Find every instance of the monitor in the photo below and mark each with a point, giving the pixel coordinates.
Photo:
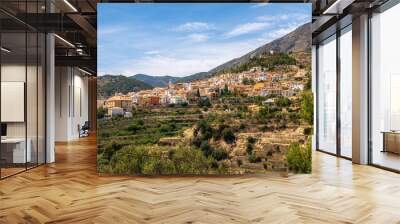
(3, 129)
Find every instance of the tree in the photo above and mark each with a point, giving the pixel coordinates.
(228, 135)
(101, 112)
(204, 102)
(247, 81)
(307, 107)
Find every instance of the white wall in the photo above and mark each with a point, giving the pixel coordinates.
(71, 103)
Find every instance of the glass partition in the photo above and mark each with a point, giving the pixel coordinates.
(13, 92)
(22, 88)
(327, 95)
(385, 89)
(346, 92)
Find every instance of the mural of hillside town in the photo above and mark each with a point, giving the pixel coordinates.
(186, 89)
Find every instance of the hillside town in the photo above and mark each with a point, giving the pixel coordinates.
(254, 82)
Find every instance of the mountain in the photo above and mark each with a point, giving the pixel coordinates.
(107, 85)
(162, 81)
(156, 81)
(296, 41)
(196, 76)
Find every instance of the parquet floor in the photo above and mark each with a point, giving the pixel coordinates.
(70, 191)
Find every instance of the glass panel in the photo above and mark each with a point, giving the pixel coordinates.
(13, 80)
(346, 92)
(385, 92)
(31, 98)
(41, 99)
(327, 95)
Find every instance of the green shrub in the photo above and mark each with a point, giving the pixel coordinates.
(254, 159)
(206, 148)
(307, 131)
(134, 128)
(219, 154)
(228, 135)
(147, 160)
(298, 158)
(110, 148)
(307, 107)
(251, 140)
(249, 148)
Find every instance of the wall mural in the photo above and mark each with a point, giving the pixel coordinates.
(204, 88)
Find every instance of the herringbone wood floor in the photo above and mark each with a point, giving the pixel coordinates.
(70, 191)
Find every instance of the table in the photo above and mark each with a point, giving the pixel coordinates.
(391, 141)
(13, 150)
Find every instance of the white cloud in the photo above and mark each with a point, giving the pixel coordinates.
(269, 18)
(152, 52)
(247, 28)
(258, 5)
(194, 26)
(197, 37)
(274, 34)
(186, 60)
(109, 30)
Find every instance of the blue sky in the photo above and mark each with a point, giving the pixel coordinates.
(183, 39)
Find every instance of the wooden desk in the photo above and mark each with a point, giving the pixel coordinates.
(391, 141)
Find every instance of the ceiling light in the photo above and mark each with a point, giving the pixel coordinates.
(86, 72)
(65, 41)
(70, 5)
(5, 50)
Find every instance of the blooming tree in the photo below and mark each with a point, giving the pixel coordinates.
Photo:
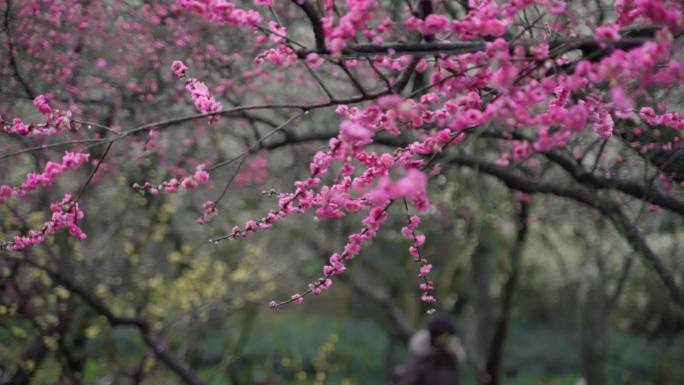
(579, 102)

---

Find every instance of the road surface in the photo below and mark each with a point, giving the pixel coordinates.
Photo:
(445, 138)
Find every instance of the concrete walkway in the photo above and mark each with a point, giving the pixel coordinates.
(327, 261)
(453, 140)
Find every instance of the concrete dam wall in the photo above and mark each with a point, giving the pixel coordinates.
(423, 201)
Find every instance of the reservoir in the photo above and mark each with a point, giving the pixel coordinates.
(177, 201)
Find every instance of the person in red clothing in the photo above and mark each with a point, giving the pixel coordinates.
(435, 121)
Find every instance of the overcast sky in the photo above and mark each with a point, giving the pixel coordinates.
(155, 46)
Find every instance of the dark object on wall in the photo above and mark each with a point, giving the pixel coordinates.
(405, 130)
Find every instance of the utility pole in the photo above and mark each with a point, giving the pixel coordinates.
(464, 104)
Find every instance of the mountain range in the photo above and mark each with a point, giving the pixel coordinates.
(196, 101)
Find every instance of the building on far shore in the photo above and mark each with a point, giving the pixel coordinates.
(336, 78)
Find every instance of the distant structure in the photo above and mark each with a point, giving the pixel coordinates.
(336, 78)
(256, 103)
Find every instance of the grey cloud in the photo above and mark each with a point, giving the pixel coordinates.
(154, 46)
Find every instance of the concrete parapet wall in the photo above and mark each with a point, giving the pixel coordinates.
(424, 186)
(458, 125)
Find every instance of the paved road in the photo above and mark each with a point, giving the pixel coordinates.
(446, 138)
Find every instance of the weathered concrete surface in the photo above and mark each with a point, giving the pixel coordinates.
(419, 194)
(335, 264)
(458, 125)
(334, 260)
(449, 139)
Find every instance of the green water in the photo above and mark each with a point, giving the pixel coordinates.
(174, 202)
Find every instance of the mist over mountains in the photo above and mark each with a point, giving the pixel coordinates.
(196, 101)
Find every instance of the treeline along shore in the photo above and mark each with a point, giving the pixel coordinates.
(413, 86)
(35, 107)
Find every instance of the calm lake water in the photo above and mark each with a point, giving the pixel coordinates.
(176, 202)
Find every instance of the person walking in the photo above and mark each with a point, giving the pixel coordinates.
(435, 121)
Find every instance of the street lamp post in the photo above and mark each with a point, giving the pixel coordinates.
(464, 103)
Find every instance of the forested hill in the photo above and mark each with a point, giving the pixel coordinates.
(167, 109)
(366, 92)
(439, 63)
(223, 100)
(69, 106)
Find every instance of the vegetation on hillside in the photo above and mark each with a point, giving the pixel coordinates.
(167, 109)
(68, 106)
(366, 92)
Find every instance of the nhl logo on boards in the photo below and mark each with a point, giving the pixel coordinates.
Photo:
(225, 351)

* * *

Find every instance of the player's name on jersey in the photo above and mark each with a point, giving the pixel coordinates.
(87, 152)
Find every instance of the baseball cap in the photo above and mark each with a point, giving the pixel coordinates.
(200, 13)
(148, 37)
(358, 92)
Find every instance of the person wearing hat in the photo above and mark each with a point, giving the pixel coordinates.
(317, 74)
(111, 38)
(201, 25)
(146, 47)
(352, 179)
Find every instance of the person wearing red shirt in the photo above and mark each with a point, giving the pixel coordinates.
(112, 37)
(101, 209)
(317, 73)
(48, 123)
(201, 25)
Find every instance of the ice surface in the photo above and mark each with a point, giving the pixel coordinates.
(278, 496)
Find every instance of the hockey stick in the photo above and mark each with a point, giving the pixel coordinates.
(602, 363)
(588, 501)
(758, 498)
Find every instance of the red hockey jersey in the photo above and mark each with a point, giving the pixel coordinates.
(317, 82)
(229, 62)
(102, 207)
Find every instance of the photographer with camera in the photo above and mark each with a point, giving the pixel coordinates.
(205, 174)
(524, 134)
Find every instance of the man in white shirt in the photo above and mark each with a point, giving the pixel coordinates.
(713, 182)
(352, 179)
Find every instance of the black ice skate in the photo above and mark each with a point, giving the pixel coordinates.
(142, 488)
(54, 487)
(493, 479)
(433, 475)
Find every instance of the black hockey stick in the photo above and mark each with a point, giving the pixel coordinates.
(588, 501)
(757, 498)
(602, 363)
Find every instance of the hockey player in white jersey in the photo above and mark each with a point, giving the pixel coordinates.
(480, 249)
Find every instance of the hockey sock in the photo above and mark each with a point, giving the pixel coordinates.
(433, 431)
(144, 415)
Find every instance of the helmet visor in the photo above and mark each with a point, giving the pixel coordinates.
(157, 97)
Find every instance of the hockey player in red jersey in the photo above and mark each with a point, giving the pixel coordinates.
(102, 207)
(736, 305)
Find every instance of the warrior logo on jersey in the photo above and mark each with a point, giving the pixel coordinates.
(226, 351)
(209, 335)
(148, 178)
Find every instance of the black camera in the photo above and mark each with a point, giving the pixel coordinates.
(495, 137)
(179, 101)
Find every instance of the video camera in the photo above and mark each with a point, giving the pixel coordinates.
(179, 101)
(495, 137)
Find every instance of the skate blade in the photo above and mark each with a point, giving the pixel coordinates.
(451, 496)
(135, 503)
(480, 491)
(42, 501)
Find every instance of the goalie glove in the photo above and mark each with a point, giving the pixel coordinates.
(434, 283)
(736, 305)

Aim
Pick out every line of the rows above that contains the string "person" and copy each one. Matches are case-sensitive.

Finished answer
Find every instance of the person in red clothing in the photo above and mark each with a point, giving the pixel coordinates.
Find every instance of the person walking in the photo above and mark each with a point, giving the pixel coordinates.
Find every instance of the person wearing hat in the photo above and mark each with a point, giving the pixel coordinates.
Find every instance of the person wearing red shirt in the photo above and mark each with a point, giving the pixel coordinates.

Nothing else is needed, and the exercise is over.